§ **Short problem**
Tally the lines below that contain the string "river", treating uppercase and lowercase as different. Reply with the number alone.

§ **Records**

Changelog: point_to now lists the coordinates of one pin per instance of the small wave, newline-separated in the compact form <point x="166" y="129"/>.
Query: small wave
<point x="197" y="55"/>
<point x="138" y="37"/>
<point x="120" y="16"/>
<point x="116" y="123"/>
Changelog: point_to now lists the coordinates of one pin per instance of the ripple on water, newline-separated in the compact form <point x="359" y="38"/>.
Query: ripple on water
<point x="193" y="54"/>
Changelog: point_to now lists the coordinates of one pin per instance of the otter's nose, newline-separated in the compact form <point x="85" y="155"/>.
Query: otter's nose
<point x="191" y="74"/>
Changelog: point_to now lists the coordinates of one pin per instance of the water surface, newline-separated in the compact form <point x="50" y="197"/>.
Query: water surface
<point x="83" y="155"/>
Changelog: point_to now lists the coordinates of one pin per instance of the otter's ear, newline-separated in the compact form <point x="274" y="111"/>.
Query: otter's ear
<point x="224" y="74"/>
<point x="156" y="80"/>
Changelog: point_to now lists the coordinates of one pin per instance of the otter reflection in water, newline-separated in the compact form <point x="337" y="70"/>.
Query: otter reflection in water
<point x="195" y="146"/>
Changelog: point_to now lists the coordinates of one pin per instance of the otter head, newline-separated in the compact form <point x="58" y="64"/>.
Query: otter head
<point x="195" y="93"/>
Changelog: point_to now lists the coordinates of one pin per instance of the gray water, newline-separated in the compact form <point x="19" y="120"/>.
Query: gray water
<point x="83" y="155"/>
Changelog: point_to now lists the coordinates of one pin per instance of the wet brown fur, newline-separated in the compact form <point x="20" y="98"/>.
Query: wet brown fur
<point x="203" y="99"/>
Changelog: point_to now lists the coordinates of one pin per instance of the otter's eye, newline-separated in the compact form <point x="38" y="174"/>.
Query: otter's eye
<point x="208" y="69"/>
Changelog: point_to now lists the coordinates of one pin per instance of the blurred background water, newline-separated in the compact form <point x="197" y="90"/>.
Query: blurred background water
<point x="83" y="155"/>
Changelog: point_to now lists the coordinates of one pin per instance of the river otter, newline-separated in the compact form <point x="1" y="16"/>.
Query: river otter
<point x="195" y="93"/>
---
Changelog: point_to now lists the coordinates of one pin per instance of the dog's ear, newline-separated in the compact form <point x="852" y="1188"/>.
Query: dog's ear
...
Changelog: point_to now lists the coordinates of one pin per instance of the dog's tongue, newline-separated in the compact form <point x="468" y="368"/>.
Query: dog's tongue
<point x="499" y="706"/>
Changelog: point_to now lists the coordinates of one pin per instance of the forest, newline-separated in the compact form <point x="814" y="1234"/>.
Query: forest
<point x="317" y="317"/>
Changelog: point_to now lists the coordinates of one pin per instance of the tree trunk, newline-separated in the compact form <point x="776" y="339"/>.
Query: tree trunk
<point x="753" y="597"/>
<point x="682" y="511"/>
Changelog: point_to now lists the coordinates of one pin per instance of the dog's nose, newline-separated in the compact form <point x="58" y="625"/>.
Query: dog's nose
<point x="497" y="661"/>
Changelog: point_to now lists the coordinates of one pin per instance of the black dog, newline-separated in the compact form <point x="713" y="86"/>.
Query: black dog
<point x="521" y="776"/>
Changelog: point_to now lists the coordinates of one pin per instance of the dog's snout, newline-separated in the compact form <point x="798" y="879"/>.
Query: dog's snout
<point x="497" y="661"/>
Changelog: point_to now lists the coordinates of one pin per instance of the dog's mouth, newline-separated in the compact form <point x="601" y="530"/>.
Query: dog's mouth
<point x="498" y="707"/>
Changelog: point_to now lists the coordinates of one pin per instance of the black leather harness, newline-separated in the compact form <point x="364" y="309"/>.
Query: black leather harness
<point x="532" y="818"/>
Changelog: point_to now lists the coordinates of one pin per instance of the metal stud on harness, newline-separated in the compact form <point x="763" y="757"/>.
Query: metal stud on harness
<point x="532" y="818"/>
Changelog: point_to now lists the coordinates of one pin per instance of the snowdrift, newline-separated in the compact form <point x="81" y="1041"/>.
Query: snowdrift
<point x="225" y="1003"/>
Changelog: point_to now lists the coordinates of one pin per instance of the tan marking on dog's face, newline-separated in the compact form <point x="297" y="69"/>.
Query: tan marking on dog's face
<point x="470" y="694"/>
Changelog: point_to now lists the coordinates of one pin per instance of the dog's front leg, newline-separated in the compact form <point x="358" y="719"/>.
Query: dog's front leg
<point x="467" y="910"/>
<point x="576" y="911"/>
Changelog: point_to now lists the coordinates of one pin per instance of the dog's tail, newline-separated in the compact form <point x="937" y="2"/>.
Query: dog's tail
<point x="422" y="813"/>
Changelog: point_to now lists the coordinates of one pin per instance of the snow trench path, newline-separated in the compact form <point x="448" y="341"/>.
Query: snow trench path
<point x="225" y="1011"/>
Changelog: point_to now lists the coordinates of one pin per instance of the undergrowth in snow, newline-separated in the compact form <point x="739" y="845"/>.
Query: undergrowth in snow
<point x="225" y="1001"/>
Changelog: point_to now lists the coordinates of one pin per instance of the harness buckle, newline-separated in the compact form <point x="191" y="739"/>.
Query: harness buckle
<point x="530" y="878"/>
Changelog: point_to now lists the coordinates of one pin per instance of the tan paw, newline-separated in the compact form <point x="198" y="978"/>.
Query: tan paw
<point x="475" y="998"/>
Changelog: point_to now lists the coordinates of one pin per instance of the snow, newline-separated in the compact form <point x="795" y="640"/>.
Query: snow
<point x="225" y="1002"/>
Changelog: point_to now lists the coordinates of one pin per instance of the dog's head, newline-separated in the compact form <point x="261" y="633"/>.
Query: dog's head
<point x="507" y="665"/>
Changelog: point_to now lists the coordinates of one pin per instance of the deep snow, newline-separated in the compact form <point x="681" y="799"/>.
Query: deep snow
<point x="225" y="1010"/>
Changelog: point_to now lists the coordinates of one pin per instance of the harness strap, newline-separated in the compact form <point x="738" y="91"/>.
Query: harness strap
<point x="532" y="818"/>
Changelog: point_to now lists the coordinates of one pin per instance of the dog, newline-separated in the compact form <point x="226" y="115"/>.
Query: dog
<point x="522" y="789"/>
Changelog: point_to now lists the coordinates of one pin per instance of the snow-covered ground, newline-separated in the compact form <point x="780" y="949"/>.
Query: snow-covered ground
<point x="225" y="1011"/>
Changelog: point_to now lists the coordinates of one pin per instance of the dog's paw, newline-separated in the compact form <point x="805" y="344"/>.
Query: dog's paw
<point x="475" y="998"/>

§ **Response to this task**
2